━━━━━ Input records ━━━━━
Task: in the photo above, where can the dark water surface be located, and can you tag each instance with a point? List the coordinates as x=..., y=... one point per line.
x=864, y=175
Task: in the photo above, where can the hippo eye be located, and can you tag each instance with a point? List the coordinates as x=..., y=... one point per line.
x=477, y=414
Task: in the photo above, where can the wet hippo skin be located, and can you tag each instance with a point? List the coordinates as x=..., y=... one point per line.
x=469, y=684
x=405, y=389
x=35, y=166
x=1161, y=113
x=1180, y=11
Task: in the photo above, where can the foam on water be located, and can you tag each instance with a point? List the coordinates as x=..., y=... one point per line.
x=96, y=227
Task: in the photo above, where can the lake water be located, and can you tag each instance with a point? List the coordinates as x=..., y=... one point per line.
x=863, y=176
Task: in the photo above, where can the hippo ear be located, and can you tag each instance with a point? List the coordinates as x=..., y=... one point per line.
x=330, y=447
━━━━━
Problem details: Can you rewrite all the items above, swapping each "hippo" for "hippopotamus" and leaving everything else as it stands?

Final answer:
Task: in the photo above, where can the dark water surface be located, and can you tag each instance with a point? List the coordinates as x=..., y=... one point per line.
x=864, y=175
Task: in the photo above, where can the hippopotamus eye be located, and can you tag each instance with a point? List the coordinates as x=..., y=... one point per line.
x=477, y=414
Task: in the photo above, where can the wet hippopotamus skin be located, and can you tag each instance with a point? List the coordinates as x=..., y=... one point per line.
x=469, y=684
x=405, y=389
x=35, y=166
x=1161, y=113
x=1180, y=11
Task: in the photo above, where can the foam on water be located, and can you tag each instance with a point? List the coordinates as x=..., y=... one point per line.
x=96, y=227
Task: in the photo above, where can the lake water be located, and can you tag each instance with a point? List the coordinates as x=..., y=... one point per line.
x=863, y=176
Task: in the photo above, where can the hippopotamus ear be located, and can you tag each instance with a point? List the coordinates as x=..., y=... one point per line.
x=330, y=447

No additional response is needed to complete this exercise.